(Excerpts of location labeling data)
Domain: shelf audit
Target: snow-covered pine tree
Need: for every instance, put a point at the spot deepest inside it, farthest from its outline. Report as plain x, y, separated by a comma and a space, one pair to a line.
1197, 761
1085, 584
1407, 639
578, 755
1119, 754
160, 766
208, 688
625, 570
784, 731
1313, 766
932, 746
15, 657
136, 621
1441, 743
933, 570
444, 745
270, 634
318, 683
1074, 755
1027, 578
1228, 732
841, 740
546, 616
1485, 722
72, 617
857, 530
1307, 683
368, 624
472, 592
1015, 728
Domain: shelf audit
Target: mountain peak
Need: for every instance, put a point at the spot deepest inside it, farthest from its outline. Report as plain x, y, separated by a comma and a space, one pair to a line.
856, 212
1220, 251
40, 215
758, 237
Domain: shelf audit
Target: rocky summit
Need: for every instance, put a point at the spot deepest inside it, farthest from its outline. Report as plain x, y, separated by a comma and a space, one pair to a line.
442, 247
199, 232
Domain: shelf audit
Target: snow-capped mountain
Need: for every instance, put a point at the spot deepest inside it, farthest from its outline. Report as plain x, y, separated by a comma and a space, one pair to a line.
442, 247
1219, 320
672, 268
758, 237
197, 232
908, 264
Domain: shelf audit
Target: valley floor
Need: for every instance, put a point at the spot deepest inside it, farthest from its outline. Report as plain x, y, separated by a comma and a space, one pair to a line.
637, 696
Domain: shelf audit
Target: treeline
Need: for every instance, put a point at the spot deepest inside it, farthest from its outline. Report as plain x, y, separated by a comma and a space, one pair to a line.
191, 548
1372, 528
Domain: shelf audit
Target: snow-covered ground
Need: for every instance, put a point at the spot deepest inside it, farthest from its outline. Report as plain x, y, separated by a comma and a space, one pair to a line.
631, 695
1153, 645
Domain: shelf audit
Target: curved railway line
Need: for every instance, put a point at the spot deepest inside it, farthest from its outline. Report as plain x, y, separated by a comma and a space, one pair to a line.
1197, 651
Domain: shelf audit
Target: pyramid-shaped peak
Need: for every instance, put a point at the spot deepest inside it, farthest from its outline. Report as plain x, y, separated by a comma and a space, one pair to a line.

• The task
Extract all of the data above and output it character for character.

• Written response
Domain: shelf audit
Target: snow-covered pine tree
Need: for every instance, put a point at the spot deepest inside it, farthest from its outline. Report as plain x, y, separated by a comma and a space, one pair to a line.
1197, 761
1085, 584
1407, 639
578, 755
1119, 754
160, 766
208, 688
625, 570
784, 731
1313, 766
932, 746
15, 657
136, 621
1441, 743
933, 570
444, 745
270, 634
318, 683
1074, 755
1027, 578
1228, 732
841, 740
546, 616
1485, 722
72, 617
857, 530
1307, 683
368, 624
472, 592
1015, 728
Domain: shelf audit
Target: mountain peak
Need: for every instance, put a point at the spot deepest inside it, farthest from its outline. Report as plain x, y, separated by a comma and a space, one pair to a line.
856, 212
1220, 251
40, 215
758, 237
Domain: shelf audit
Target: rocky summit
Need: for every instance, put a point at the spot deepest inside it, farthest from its outline. Report as plain x, y, separated by a comma and a space, one pair to a line.
442, 247
199, 232
Domain: shelf audit
Target: snow-capped mountain
Need: for every instance, put a point at the spot deepest inside it, farthest from its outline. Report as plain x, y, separated by a comma and a space, one pair to a line.
442, 247
1219, 320
672, 268
758, 237
197, 232
908, 264
Domain: shelf audit
Target: valley floor
Need: for every instance, put a point at the spot deepest inside it, farthest from its outline. Report as plain x, y, separated by a comma and a space, one pair to a line.
637, 696
Domain: shelf audit
Target: treeline
Need: for every instance, put a point at the spot deepest inside it, farthest from its outline. Report as plain x, y, separated by a comma and a space, one pair to a line.
191, 548
1372, 528
Domain: shelf audit
Target: snow-covered ground
Need: for every instance, put a point at the spot deepest inside it, farthest from its outline. Report as plain x, y, separated by a comma and a space, one pair to a line.
631, 695
1153, 645
Domain: shelf audit
Target: curved railway line
Need: for every instance, put a point at the spot deepest inside it, farthest from its outline. Report as plain x, y, separated by a comma and a space, one pair to a line.
1197, 651
Domain: shelf audit
Target: pyramid-shaped peak
Need: for every instance, put a point at the spot deepest inside it, farthest from its outline. Report as plain x, y, separated by a comma and a space, one pair to a line.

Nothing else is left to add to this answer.